Record excerpts
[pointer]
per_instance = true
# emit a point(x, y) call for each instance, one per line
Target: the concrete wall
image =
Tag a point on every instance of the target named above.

Your goal
Copy the listing above line for line, changing nothing.

Answer
[pointer]
per_instance = true
# emit a point(x, y) call for each instance, one per line
Target: the concrete wall
image =
Tag a point on every instance of the target named above.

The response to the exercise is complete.